▶ Text excerpt:
# # # # # # #

This sequence is generated by the rule aₙ = 3n⁴ + 2n³ + 1 with n starting from 1. Substituting n = 1, 2, 3, 4 and 5 into the expression gives 6, 65, 298, 897 and 2126, matching the given terms. For n = 6 we compute a₆ = 3·6⁴ + 2·6³ + 1 = 3·1296 + 2·216 + 1 = 3888 + 432 + 1 = 4321. Therefore 4321 is the only value consistent with this polynomial pattern.
Option A:
Option A, 4297, is 24 less than the formula’s output for n = 6 and cannot be produced by 3n⁴ + 2n³ + 1. Accepting 4297 would require lowering the correct value only at the last step, even though earlier terms follow the rule exactly. Hence option A is not a valid continuation.

# # # # # # #

▶ Tasks to carry out:
#1 Name the five given terms of the sequence that the sequence explanation checks against the formula, in order.
#2 Answer each question from the sequence explanation:
(a) From what value does n start?
(b) What does the formula give for n = 6?
(c) By how much does option A fall short of that value?
#3 Write a continuation of the sequence explanation, beginning after its final sentence.

▶ Data segment:

# # # # # # #

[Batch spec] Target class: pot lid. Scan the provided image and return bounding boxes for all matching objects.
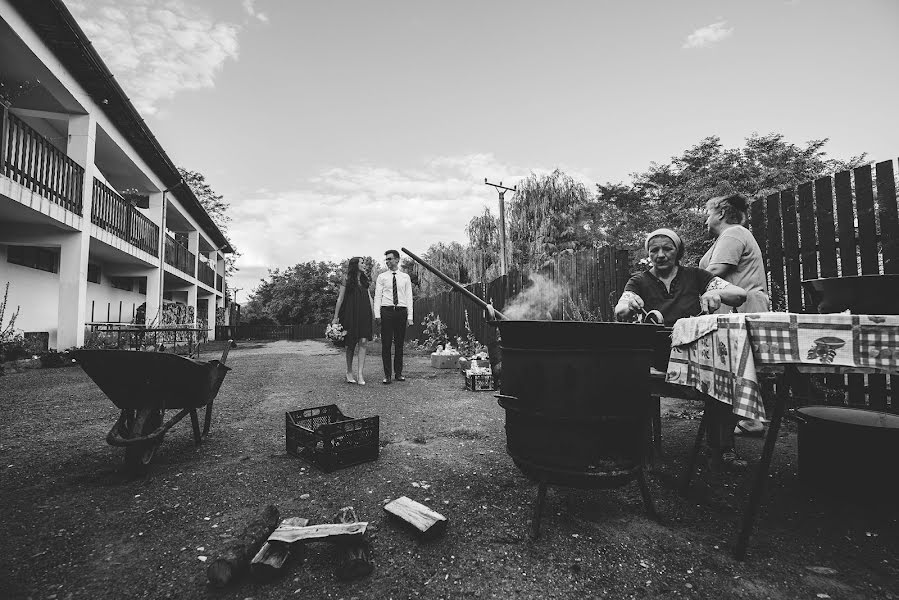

# # # # # # #

▶ Outputs for the tasks:
#1 6, 65, 298, 897, 2126

#2
(a) 1
(b) 4321
(c) 24

#3
Option B:
Option B, 4321, matches exactly the value obtained when n = 6 is substituted into the rule. It preserves the dominance of the quartic term with an added cubic component and a constant, just as in previous terms. Because it extends the sequence in a way that fully respects the algebraic structure, this option is correct.
Option C:
Option C, 4309, is 12 less than the correct term 4321 and again does not equal 3·6⁴ + 2·6³ + 1. It is numerically close but fails to reflect the exact functional relationship, so it cannot be accepted.
Option D:
Option D, 4333, is 12 greater than the proper value and cannot be generated by the same expression at n = 6. Choosing 4333 would create an artificial jump in the series that is not implied by the pattern. Therefore this option is incorrect.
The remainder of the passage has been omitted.